(Проверьте себя):
a - Перечислите по отрывку о Джихан-Шахе всех, кто находится в мастерской, кроме самого Джихан-Шаха.
b - Откуда устад достал алмаз в отрывке о Джихан-Шахе?
c - Напишите, что было дальше в отрывке о Джихан-Шахе, начиная сразу после его последнего предложения.

(Выбранный отрывок):
* * * * *

Джихан-Шах вошел в мастерскую и из владыки превратился в мастера-устада. Кивком головы приветствовал подмастерьев, приблизился и уважительно — обеими руками — пожал сильные руки старого гранильщика. Потом прошел к своему месту и принялся за дело.
Он внимательно проверил плавность вращения абразивного круга, подергал струну дрели — все было надежно. Из золотой шкатулки извлек удлиненный алмаз и прикинул, насколько удобно тот зажимается пальцами и хорошо ли ляжет полируемая фацетка на поверхность круга. Потом глянул на мальчика-ученика, и тот ловко задвигал дрелью — будто перепиливал ось, на которую насажен абразивный круг. Устад обрызгал поверхность круга водой — веером разлетелись сверкающие капли, еще раз примерился и мягко прижал камень к вращающейся плоскости.

* * * * *

(Выбранные строки):
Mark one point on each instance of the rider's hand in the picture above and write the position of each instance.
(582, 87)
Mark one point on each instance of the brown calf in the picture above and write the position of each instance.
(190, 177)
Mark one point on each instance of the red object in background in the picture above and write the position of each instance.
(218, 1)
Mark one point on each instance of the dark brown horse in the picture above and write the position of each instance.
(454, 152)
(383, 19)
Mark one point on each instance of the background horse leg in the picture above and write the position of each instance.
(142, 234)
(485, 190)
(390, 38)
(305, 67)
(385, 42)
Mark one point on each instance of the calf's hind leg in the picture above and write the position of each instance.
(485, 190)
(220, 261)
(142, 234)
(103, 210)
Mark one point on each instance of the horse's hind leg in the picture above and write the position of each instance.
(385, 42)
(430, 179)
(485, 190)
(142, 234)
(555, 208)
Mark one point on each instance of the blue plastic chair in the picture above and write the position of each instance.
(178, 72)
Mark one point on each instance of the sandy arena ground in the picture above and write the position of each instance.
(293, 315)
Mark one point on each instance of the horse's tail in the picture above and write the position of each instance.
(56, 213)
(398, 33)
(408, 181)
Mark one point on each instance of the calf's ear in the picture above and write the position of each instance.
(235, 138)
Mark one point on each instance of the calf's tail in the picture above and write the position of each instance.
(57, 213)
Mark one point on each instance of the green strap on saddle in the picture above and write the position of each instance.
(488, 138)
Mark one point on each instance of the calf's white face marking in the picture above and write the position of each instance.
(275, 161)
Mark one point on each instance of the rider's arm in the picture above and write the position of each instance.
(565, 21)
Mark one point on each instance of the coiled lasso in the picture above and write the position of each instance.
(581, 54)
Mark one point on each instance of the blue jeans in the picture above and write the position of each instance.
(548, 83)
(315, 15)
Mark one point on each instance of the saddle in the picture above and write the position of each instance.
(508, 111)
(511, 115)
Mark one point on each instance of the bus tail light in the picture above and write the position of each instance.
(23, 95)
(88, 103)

* * * * *

(Ответы по порядку):
a - Подмастерья, старый гранильщик, мальчик-ученик.

b - Из золотой шкатулки.

c -
Круг вращался туда и обратно, шах часто взглядывал на камень, окунув его в кувшин с водой, и опять полировал фацетку. Губы его шевелились, будто приговаривали: «Гранись, гранись, гордый алмаз, наполняйся светом. Все изменчиво в подлунном мире — пересыхают реки, разрушаются горы, умирает человек, но дело его, воплощенное в сияющих гранях, будет жить и жить, изумляя потомков и вызывая преклонение!»
На остром уголке фацетки уже пылал солнечный луч. Устад развернул руку, ну, еще немного… И вдруг из глубины дворца донесся гулкий грохот, лязг мечей и гортанные выкрики. Руки ученика дрогнули от неожиданности, алмаз недовольно вскрикнул. ДжиханШах поспешно поднес его к глазам: на правый округлый край фацетки легли тонкие штрихи царапин. Устад сердито покосился на замершего мальчика. Тут дверь мастерской распахнулась, и в комнату упал стражник с обнаженным мечом. Лицо его было разрублено, кровь струйкой стекала с бороды.
— Спасайтесь! — прохрипел он.
Но через него, оскалив зубы, уже перешагивали убийцы, заполняя комнату. Увидев и узнав повелителя, они замерли.
Джихан-Шах посмотрел на окровавленные сабли, На закатанные правые рукава халатов, спокойно снял с углей тигель расплавленного воска и бросил в него алмаз. И оглянулся на гранильщика — старик понимающе кивнул головой.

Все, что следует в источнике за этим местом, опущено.